■ Goal of the exercise ■
Please convert the items below into a JSON list of strings, one string per line, with blank lines left out.

-- BEGIN Input --

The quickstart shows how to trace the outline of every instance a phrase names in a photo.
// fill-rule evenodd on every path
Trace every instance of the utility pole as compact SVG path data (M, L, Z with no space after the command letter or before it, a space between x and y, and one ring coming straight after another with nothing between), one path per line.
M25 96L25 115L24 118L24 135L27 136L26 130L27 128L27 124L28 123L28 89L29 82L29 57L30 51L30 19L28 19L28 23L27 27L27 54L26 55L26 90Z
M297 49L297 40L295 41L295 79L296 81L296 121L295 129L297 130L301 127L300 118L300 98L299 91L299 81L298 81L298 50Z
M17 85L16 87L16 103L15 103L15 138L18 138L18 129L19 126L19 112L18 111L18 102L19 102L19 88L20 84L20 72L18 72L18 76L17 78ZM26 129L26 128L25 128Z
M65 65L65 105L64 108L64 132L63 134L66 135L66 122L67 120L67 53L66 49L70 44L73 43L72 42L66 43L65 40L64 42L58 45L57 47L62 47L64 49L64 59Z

-- END Input --

■ Exercise answer ■
[
  "The quickstart shows how to trace the outline of every instance a phrase names in a photo.",
  "// fill-rule evenodd on every path",
  "Trace every instance of the utility pole as compact SVG path data (M, L, Z with no space after the command letter or before it, a space between x and y, and one ring coming straight after another with nothing between), one path per line.",
  "M25 96L25 115L24 118L24 135L27 136L26 130L27 128L27 124L28 123L28 89L29 82L29 57L30 51L30 19L28 19L28 23L27 27L27 54L26 55L26 90Z",
  "M297 49L297 40L295 41L295 79L296 81L296 121L295 129L297 130L301 127L300 118L300 98L299 91L299 81L298 81L298 50Z",
  "M17 85L16 87L16 103L15 103L15 138L18 138L18 129L19 126L19 112L18 111L18 102L19 102L19 88L20 84L20 72L18 72L18 76L17 78ZM26 129L26 128L25 128Z",
  "M65 65L65 105L64 108L64 132L63 134L66 135L66 122L67 120L67 53L66 49L70 44L73 43L72 42L66 43L65 40L64 42L58 45L57 47L62 47L64 49L64 59Z"
]